**WHAT YOU NEED TO DO:** Please reproduce every line of the entries in the part that opens with the line containing "q=street lamp&mode=box" and closes with the line containing "[220,152,293,168]", both ends included, and give only that part. Scale each bounding-box coordinate by 0.4 and round it to a whole number, rounding halves up.

**RECORDS FOR THIS EXERCISE:**
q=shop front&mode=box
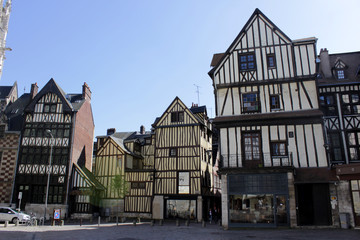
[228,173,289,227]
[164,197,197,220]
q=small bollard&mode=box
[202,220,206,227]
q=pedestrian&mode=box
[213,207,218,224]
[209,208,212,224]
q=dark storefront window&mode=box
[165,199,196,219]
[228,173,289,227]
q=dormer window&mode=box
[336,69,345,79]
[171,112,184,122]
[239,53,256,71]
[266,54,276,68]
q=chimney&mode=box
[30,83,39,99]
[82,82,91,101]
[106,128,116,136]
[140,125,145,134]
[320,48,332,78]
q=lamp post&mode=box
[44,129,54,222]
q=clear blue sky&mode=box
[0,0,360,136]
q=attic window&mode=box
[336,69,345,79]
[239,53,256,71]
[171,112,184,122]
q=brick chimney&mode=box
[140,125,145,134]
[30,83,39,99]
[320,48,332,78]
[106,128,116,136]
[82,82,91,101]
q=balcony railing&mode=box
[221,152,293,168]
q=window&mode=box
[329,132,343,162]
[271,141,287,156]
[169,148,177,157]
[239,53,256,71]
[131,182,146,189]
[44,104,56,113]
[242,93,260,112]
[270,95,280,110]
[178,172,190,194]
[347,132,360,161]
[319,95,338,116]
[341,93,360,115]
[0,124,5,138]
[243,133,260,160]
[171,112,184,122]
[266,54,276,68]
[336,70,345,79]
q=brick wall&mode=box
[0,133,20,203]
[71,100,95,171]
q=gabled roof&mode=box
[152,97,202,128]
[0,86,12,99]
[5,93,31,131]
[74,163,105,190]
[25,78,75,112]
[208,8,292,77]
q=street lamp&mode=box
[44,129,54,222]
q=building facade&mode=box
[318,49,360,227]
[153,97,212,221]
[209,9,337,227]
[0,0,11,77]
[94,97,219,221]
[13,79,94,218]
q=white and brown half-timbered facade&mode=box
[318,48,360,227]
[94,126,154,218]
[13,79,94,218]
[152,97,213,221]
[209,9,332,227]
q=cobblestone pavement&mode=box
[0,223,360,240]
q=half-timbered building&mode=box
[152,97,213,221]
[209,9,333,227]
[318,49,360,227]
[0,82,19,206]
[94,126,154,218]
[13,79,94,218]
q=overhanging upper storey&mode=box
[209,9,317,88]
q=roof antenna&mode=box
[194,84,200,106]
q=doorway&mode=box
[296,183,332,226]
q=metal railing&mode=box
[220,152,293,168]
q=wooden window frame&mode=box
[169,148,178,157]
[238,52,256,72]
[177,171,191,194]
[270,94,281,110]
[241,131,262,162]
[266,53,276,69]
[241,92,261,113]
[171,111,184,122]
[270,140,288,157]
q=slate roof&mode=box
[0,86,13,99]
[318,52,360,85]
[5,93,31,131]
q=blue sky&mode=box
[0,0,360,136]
--
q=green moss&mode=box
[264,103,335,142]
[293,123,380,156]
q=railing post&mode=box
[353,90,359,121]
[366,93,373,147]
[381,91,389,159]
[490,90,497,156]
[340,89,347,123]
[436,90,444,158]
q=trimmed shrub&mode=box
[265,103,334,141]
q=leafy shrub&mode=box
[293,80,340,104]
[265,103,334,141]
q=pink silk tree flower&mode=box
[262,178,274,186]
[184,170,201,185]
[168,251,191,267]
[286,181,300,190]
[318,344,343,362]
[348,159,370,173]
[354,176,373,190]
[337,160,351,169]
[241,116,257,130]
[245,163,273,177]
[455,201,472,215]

**EXERCISE ANSWER:**
q=street lamp&mode=box
[18,52,22,89]
q=building facade&mode=box
[127,20,144,91]
[61,39,85,88]
[84,4,135,91]
[0,0,4,31]
[38,39,88,88]
[5,32,38,87]
q=white and brown half-timbered facade&mode=box
[127,19,144,91]
[38,50,62,87]
[5,32,38,87]
[61,39,85,88]
[84,4,133,91]
q=cobblestone pavement&mode=box
[0,89,144,96]
q=half-timbered building&mode=box
[61,39,85,88]
[84,4,133,91]
[127,20,144,91]
[0,33,8,82]
[38,50,62,87]
[5,32,38,87]
q=overhanging upper storey&mode=box
[84,4,127,35]
q=roof antenna&mode=box
[78,34,80,42]
q=doorway&mode=box
[118,73,133,90]
q=metal railing&mode=box
[88,61,117,67]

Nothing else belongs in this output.